== Exercise instructions ==
Give the data a second time, exactly and in full.

== Record list ==
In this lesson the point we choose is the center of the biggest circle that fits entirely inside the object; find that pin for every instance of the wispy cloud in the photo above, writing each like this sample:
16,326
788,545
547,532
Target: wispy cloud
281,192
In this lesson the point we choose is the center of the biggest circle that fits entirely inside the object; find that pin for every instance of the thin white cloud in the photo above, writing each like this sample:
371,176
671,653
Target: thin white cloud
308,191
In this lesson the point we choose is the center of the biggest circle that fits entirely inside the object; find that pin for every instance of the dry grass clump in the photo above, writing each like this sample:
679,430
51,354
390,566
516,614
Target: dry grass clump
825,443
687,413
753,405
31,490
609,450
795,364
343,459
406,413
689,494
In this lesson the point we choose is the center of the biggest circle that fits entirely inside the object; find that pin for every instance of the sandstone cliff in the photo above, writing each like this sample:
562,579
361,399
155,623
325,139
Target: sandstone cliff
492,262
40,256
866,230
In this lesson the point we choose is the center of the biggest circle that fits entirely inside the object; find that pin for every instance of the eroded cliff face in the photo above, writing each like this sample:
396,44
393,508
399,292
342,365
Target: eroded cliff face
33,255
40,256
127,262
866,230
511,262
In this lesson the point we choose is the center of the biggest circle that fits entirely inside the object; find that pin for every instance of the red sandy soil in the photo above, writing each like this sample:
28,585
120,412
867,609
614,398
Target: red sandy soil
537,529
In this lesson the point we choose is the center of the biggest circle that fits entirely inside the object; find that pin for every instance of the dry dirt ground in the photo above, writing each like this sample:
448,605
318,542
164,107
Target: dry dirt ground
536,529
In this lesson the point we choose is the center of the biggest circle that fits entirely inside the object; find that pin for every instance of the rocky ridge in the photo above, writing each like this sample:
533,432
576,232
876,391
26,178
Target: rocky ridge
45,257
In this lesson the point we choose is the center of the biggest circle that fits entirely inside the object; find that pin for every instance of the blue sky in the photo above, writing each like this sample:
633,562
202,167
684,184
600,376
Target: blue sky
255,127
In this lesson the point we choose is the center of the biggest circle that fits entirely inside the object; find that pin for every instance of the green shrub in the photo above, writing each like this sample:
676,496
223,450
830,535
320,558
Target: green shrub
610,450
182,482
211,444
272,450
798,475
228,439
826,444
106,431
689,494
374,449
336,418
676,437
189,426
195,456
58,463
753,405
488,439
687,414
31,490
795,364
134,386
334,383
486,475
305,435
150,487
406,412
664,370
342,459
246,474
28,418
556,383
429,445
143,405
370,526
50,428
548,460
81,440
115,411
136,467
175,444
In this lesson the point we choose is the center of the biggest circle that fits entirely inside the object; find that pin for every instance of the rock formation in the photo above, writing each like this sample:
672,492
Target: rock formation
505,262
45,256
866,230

== Task answer ==
In this lesson the point we choose is the center of the biggest circle that fits entirely inside the object; find that pin for every instance of the wispy cloud in the photo above, writing each like this sample:
16,326
788,545
547,532
Target: wispy cloud
281,192
In this lesson the point we choose is the center of the biggest circle that fits entirely inside the object; find that pin for every instance of the thin white cloud in the photo above, writing each like this sample:
371,176
671,653
Target: thin white cloud
308,191
In this lesson the point we choose is the center of the biggest circle that fits entirely inside the object; find that pin for every instance of the dry grass clump in the photo above, writing each like this sample:
679,430
51,354
390,566
516,614
Target: dry grass clump
825,443
687,413
753,405
31,490
609,450
795,364
343,459
406,413
689,494
In this lesson the point we choose is the center of the biggest circle that fits entirely inside the object; find that pin for every instance of the sandstone cliff in the photo above, writing each like this sample:
562,579
361,399
155,623
325,139
Target: sandstone cliff
492,262
40,256
866,230
In this lesson the point we choose is the center of the biggest circle that fits entirely inside the object; find that pin for every instance of the eroded cliff face in the photo above, writing each like this sample:
396,44
393,508
399,292
342,365
Target: eroded cliff face
33,255
40,256
127,262
866,230
511,262
In this lesson the point we choose is the center of the biggest circle that fits entirely inside the object; find that pin for every instance of the red sandy soil in the photo above, writing each like this sample:
28,585
120,412
867,609
614,398
Target: red sandy soil
537,529
In this lesson the point we choose is the center of the biggest circle that fits entirely inside the object; find that pin for every instance of the dry dirt ground in the photo above, writing each like this sample:
448,605
318,542
164,107
Target: dry dirt ground
536,529
In this lesson the point we choose is the center of the biggest circle that fits entirely inside the object; find that pin for every instance of the rocky ridge in the photo above, writing each like this sample:
533,432
576,232
876,391
26,178
Target: rocky ridge
45,257
In this lesson the point we choose is the center of the biggest circle that fits entirely inside the object; find that pin for every instance of the blue sky in the photo above, writing each like this sample:
633,562
202,167
684,184
600,376
Target: blue sky
255,127
In this lesson the point we choose is the center of the biggest circle that fits entirely inside the object; find that pin for every instance of the green shrub in the photo above, writing each like this sample:
676,496
223,450
830,535
320,558
Target: green shrub
610,450
182,482
211,444
272,450
798,475
228,439
826,444
106,431
689,494
374,449
336,418
676,437
189,426
195,456
58,463
753,405
488,439
687,414
31,490
795,364
134,386
334,383
486,475
305,435
150,487
406,412
664,370
342,459
246,474
28,418
556,383
429,445
143,405
370,526
50,428
548,460
81,440
115,411
136,467
175,444
In this lesson the point we choose is the center of the biggest circle that fits entirely inside the object; find that pin for every instance of the rock formation in the photo above, writing each like this sample:
672,492
Target: rock formation
505,262
45,256
866,230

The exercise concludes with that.